PROBLEM =
In the text below about the Church and learning, by what century had the Christian authorities closed down the ancient schools?

EXCERPT PROVIDED =
As I mentioned in a previous Wrong Monkey blog post, alternative history is not history, but fiction. So when the apologists say that the Catholic Church gave us universities and science, implying that without the Church things would have been much worse, they're not writing history, but fiction. And we would also be writing fiction if we replied that if so and so had been different, then this and that would have resulted. That's all alternative-reality fiction. If we really want to discuss history, we must stick as closely as possible to what we know.
Yes, universities sprang up in Medieval Europe beginning in the 12th century. But ancient schools, from Plato's Academy and Aristotle's Lyceum, down to the most modest of institutions, were all closed down by the Christian authorities by the 6th century. Because they were "heathen," dontcha know. So should we see the Church as an institution which promoted learning, or one which restricted literacy for six centuries almost exclusively to its clergy? Well, it did restrict literacy in exactly that way. Literacy rates went down when the Christians took over, and did not begin to rise again for hundreds of years. I think a sober and realistic study must conclude that scholarship survived in Western Europe despite Christianity, rather than flourishing with its help.
Take a specific sub-set of learning, my special favorite, the ancient Classics. Catholic apologists love to point out that almost all of the texts of the ancient Latin classics which we now possess have survived because they were copied out by Catholic monks. And they're right, we have very few manuscripts of those texts which are exception to that rule: a few very old manuscripts copied out by "pagans" before the Christians wiped out "paganism;" and then some manuscripts made by non-monks in the early Renaissance before printing replaced handwriting as the dominant means of preserving these old texts.

STORED DATA =
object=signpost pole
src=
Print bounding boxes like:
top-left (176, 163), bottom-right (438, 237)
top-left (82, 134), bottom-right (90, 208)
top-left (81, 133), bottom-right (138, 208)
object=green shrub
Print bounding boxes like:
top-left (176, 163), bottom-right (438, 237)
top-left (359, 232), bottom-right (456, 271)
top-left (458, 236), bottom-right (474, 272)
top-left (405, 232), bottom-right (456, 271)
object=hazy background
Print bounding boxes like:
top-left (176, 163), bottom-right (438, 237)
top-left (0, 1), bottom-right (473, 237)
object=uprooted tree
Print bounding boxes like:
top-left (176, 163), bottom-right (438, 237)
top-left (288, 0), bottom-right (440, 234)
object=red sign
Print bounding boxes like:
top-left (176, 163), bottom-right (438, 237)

RESULT =
By the 6th century.